Work to do: Count the rows below that contain the word "white". Reply with the number alone.

-- START OF Raw data --

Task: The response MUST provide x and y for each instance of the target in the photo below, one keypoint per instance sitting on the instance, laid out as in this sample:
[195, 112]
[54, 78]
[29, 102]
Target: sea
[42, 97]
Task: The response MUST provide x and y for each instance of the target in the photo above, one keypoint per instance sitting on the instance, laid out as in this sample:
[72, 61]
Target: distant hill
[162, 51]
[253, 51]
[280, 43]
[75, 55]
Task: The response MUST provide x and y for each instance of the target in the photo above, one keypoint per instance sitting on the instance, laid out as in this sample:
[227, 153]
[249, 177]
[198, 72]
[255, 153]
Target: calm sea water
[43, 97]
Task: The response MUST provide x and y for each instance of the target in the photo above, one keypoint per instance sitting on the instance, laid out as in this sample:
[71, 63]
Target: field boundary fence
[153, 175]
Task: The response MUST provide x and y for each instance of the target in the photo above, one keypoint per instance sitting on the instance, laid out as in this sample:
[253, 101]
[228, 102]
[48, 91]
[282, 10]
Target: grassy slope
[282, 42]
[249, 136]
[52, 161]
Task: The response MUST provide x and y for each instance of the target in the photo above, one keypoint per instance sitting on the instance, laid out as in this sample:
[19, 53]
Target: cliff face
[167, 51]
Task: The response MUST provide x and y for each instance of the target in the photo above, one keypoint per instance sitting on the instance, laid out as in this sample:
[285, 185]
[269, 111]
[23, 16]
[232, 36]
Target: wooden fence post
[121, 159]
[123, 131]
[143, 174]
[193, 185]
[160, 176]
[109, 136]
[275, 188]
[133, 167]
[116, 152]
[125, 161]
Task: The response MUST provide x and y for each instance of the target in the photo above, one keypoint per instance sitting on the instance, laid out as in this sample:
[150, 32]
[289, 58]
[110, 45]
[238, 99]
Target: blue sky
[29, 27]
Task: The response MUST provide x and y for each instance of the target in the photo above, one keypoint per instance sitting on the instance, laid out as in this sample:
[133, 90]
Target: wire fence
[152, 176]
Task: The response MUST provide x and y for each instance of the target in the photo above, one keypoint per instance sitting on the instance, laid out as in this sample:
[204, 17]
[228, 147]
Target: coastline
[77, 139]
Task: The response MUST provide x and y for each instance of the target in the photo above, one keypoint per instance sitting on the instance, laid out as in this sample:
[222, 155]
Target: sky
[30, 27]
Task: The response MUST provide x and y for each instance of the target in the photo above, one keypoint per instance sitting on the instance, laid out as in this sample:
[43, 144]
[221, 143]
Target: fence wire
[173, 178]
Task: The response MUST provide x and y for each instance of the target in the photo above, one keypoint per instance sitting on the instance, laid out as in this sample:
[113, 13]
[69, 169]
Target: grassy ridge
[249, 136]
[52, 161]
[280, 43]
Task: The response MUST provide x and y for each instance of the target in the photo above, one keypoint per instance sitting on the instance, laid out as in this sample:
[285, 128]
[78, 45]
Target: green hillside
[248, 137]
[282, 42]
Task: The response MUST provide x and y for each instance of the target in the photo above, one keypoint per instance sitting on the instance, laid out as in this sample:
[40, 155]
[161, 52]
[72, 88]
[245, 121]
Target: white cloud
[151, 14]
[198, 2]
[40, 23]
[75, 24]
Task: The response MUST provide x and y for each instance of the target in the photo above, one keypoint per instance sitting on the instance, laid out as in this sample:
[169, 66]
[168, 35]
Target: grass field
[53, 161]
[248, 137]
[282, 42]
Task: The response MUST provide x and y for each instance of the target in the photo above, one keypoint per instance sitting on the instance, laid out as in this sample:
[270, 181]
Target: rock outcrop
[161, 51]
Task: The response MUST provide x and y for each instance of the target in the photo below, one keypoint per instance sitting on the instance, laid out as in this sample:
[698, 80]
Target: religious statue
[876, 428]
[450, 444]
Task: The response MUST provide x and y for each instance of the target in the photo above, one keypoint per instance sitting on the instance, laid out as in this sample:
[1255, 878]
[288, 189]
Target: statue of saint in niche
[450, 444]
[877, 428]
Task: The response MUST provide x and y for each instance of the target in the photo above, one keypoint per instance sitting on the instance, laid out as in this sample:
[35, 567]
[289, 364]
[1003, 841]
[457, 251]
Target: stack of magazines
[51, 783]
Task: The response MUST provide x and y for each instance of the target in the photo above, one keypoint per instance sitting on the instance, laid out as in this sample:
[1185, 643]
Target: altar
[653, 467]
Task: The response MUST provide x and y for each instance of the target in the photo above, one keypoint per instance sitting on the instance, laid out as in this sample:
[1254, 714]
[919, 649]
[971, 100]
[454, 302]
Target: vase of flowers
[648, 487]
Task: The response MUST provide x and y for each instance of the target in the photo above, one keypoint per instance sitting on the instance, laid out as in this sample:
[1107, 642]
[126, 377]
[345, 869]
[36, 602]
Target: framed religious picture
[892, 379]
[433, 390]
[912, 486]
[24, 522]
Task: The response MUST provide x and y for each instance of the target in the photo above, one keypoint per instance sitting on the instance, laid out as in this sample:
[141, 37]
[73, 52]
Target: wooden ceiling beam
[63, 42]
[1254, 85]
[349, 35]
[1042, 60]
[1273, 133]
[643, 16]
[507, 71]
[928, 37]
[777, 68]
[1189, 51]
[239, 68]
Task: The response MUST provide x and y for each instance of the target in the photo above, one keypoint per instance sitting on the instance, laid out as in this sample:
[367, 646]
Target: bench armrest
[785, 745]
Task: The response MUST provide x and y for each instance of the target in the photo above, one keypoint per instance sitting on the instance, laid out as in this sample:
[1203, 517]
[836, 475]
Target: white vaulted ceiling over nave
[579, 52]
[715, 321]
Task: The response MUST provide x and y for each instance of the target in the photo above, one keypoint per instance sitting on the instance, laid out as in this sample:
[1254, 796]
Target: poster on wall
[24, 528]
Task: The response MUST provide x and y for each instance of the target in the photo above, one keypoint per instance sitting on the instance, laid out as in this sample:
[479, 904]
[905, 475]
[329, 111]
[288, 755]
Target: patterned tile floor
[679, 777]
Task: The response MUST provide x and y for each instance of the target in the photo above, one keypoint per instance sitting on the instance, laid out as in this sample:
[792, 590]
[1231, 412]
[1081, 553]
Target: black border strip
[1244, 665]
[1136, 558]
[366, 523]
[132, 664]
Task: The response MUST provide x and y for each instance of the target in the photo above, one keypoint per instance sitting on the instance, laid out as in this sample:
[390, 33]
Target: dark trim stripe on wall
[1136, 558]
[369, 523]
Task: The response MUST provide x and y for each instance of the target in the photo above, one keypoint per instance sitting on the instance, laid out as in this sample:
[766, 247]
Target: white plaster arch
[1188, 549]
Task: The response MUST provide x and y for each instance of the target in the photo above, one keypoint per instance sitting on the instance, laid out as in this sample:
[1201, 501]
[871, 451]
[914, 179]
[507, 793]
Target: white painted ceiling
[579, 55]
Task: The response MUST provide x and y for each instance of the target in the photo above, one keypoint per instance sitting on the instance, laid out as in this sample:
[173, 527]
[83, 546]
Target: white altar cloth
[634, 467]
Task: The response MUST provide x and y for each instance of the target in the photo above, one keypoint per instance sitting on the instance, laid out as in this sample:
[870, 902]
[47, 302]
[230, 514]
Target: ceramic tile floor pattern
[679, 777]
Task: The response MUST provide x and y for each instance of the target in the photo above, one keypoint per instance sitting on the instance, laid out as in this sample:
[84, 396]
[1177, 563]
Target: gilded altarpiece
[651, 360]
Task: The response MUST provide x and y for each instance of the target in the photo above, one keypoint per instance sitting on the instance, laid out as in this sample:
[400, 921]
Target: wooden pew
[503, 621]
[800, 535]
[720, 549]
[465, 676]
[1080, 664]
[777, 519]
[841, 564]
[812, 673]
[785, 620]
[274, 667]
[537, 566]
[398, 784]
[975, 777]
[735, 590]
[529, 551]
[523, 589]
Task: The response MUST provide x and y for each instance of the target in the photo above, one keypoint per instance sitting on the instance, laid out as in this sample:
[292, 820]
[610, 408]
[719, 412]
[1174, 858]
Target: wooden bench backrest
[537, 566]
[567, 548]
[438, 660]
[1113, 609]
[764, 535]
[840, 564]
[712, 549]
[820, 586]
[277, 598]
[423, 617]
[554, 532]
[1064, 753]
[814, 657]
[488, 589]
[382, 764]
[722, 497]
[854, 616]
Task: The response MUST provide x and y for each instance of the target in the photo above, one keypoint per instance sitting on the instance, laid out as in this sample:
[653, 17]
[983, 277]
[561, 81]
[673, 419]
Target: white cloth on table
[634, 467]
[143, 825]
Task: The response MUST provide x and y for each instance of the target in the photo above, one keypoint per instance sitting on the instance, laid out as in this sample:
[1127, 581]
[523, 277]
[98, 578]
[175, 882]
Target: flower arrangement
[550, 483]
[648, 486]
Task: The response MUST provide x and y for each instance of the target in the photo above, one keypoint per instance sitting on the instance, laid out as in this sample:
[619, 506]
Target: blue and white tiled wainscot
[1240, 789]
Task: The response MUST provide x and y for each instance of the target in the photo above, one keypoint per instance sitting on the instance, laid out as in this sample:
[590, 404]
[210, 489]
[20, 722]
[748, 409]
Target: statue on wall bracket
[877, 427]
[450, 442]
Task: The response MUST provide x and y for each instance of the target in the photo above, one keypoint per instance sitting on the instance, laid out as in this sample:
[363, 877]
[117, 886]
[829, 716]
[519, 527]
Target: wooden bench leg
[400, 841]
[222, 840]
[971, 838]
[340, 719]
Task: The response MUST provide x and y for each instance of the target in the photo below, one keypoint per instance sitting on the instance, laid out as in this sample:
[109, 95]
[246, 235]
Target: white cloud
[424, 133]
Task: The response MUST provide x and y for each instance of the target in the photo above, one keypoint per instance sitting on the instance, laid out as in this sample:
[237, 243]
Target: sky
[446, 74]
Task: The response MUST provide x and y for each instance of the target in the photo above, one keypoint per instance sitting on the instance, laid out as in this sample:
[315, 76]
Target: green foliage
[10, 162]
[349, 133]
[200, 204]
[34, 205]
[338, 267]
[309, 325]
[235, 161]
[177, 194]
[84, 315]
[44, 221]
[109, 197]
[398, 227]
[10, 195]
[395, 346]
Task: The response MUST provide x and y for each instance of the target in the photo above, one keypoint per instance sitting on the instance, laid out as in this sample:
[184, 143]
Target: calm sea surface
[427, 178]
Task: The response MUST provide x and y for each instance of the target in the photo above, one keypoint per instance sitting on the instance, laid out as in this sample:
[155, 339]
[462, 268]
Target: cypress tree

-- END OF Raw data --

Response: 8